本文抜粋 =>
========

アブラハム渓谷
劇場公開日:1994年10月29日
解説
ギュスターヴ・フロベールの『ボヴァリー夫人』を現代ポルトガルに置き換え、美貌のエマが男たちに愛され、不倫を重ねながら、愛の真実を求めて破滅していく様を描いたドラマ。監督は、サイレント時代から映画を撮り始め、近年ようやく“挫折した愛の4部作”や『繻子の靴』などで世界的に偉大な映画監督として評価され始めたポルトガルのマノエル・デ・オリヴェイラ。製作は『フランシスカ』以降のオリヴェイラ全作品を製作し、ヴィム・ヴェンダースやアラン・タネールほかヨーロッパの主だった監督たちの信頼を一心に集めているパウロ・ブランコ。撮影はナレーションの声も兼ねているマリオ・バロッソ、編集は監督とヴァレリー・ロワズルー、美術はマリア・ジョゼ・ブランコが担当。音楽は『月の光』をテーマにした選曲でベートーヴェン、ドビュッシー、シューマンほかを、ネルソン役で出演もしているアルメイダがピアノ演奏している。主演のエマを演じるのはレオノール・シルヴェイラとセシル・サンス・デ・アルバ。シルヴェイラは『カニバイシュ』での映画デビューからオリヴェイラ映画の常連である。エマの夫を演じるのは常にオリヴェイラ作品で主演を演じてきたルイス・ミゲル・シントラ。そのほかに、ディオゴ・ドリア、フィリペ・コショフェル、イザベル・ルス、ルイ・デ・カルヴァリョなど。
1993年製作/188分/ポルトガル
原題または英題:Vale Abraao
配給:フランス映画社
劇場公開日:1994年10月29日
ストーリー
現代のポルトガル、ドウロ河に沿ったアブラハム渓谷にある農園の末裔であるカルロス・デ・パイヴァ(ルイス・ミゲル・シントラ)は、医者で未亡人と結婚していた。彼はある日、14歳の美しいエマ(セシル・サンス・デ・アルバ)と出会った。エマは幼い頃に母を亡くし、父親や叔母、そして若いメイドたちや洗濯女のリティニャ(イザベル・ルス)に囲まれて暮らしていたが彼女の魅力は交通事故まで起こしてしまうほどだった。数年後叔母が亡くなり弔問に訪れたカルロスは、より美しく成長していたエマ(レオノール・シルヴェイラ)に胸を衝かれる。カルロスも妻を亡くしたばかりであった。そして2人は婚約をするがエマはメイドたちに愛のない結婚と言ってはばからなかった。嫁いだエマは、夫は往診で夜遅く、一緒に働いてきたリティニャもカルロスの姉たちに盗みの疑いをかけられ去っていってしまったため孤独であった。しかしあるルミアレス夫妻(ルイス・リマ・バレート、ミシュリーヌ・ラルパン)の開いたダンス・パーティの夜からエマは様々な男たちと交わるようになっていった。パイヴァ家には娘が2人生まれるがエマは旅行家フェルナンド・オゾリオ(ディオゴ・ドリア)のヴェスヴィオ園にしばしば訪れて、浪費を重ね、快楽を求めてますます苦しみの深みにはまっていった。ヴェスヴィオ園の執事の甥、友人の息子と情事を重ねるエマ。そんなある日ヴェスヴィオ園の執事であったカイレス(ジョゼ・ピント)が訪れ、自分は今事業に成功していて投機で失敗したカルロスの助けになれる、自分はエマを長い間慕っていたのだと口説き始めた。エマは憤慨して断り、すべてを捨て去り家を出ることを決心する。エマはお互い尊敬の念を持ち続けていたリティニャに別れの挨拶をし、ヴェスヴィオ園に向かう。屋敷からオレンジ畑を通り、エマは桟橋に向かい、腐った敷石に足を取られて水死した。数日後カルロスは公園のベンチで死んでいた。

========

[画像の境界アノテーションデータ]
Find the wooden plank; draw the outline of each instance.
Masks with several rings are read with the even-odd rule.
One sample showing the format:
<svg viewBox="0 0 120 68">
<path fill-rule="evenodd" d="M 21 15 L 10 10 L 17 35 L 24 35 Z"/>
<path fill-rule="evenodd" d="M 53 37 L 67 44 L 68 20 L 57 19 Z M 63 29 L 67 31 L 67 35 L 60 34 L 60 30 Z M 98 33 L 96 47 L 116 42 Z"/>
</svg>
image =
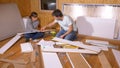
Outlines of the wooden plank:
<svg viewBox="0 0 120 68">
<path fill-rule="evenodd" d="M 7 42 L 3 47 L 0 48 L 0 54 L 4 54 L 15 42 L 21 38 L 20 35 L 16 35 L 9 42 Z"/>
<path fill-rule="evenodd" d="M 108 59 L 106 58 L 106 56 L 104 55 L 103 52 L 101 52 L 98 55 L 98 58 L 100 60 L 100 63 L 102 65 L 102 68 L 112 68 L 111 64 L 109 63 Z"/>
<path fill-rule="evenodd" d="M 9 59 L 0 59 L 0 61 L 8 62 L 8 63 L 18 63 L 18 64 L 27 64 L 29 62 L 24 60 L 9 60 Z"/>
<path fill-rule="evenodd" d="M 10 65 L 10 63 L 5 63 L 5 64 L 3 64 L 3 66 L 1 68 L 8 68 L 9 65 Z"/>
<path fill-rule="evenodd" d="M 85 48 L 85 49 L 88 49 L 88 50 L 92 50 L 92 51 L 95 51 L 95 52 L 100 52 L 101 51 L 101 49 L 99 47 L 88 46 L 88 45 L 85 45 L 81 42 L 72 42 L 72 41 L 57 38 L 57 37 L 54 37 L 52 40 L 59 41 L 59 42 L 62 42 L 62 43 L 67 43 L 67 44 L 74 45 L 74 46 L 78 46 L 78 47 Z"/>
<path fill-rule="evenodd" d="M 56 53 L 42 52 L 45 68 L 63 68 Z"/>
<path fill-rule="evenodd" d="M 65 48 L 43 48 L 43 52 L 73 52 L 73 53 L 86 53 L 86 54 L 98 54 L 95 51 L 87 49 L 65 49 Z"/>
<path fill-rule="evenodd" d="M 86 61 L 86 59 L 83 57 L 82 54 L 67 53 L 67 56 L 68 56 L 69 60 L 71 61 L 73 68 L 91 68 L 91 66 Z"/>
<path fill-rule="evenodd" d="M 115 60 L 117 61 L 117 64 L 120 68 L 120 51 L 112 49 L 112 53 L 113 53 Z"/>
<path fill-rule="evenodd" d="M 13 63 L 14 68 L 26 68 L 25 64 L 17 64 L 17 63 Z"/>
</svg>

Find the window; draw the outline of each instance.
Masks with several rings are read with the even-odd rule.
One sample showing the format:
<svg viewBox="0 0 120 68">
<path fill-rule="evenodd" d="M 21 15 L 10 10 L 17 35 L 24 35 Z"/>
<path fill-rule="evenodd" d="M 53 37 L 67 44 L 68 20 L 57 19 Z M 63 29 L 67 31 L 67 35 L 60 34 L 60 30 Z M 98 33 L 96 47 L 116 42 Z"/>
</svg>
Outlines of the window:
<svg viewBox="0 0 120 68">
<path fill-rule="evenodd" d="M 55 10 L 56 0 L 41 0 L 41 10 Z"/>
</svg>

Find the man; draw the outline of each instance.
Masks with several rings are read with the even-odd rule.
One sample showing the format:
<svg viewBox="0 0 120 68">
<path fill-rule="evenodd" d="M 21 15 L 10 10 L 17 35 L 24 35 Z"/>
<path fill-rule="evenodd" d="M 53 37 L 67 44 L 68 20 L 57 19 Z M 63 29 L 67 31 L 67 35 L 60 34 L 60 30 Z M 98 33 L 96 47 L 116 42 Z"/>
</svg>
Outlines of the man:
<svg viewBox="0 0 120 68">
<path fill-rule="evenodd" d="M 27 19 L 26 32 L 28 33 L 24 34 L 26 42 L 28 42 L 30 39 L 35 40 L 44 36 L 44 32 L 39 32 L 40 30 L 37 30 L 38 26 L 38 14 L 36 12 L 32 12 Z"/>
<path fill-rule="evenodd" d="M 61 27 L 61 30 L 56 34 L 56 37 L 67 40 L 74 40 L 76 38 L 77 28 L 72 18 L 63 15 L 59 9 L 54 10 L 52 16 L 55 20 L 50 24 L 44 26 L 41 30 L 45 30 L 47 27 L 52 27 L 53 25 L 58 23 Z"/>
</svg>

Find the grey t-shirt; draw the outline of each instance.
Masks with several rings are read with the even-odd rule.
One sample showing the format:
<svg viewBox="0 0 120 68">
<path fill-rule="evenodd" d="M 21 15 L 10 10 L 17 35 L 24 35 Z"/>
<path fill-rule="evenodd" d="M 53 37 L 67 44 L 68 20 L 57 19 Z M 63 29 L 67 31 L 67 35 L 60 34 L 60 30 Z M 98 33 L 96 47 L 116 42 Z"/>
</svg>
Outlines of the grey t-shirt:
<svg viewBox="0 0 120 68">
<path fill-rule="evenodd" d="M 28 18 L 25 31 L 26 32 L 37 32 L 37 31 L 39 31 L 39 30 L 37 30 L 38 25 L 39 25 L 39 20 L 32 22 L 32 20 L 30 18 Z"/>
</svg>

========

作業内容 =>
**a)** 映画『アブラハム渓谷』の紹介文をもとに、次の問いに答えよ。
(i) この映画の上映時間は何分か。
(ii) 撮影を担当し、ナレーションの声も兼ねているのは誰か。
(iii) エマは桟橋でどのようにして死んだか。
**b)** データの行のうち、「Find the grey」を含む行から「Outlines of the grey」を含む行までを、両端も含めてそのまま書き直してください。

解答 =>
**a)**
(i) 188分
(ii) マリオ・バロッソ
(iii) 腐った敷石に足を取られて水死した。

**b)**
Find the grey t-shirt; draw the outline of each instance.
Masks with several rings are read with the even-odd rule.
One sample showing the format:
<svg viewBox="0 0 120 68">
<path fill-rule="evenodd" d="M 21 15 L 10 10 L 17 35 L 24 35 Z"/>
<path fill-rule="evenodd" d="M 53 37 L 67 44 L 68 20 L 57 19 Z M 63 29 L 67 31 L 67 35 L 60 34 L 60 30 Z M 98 33 L 96 47 L 116 42 Z"/>
</svg>
Outlines of the grey t-shirt:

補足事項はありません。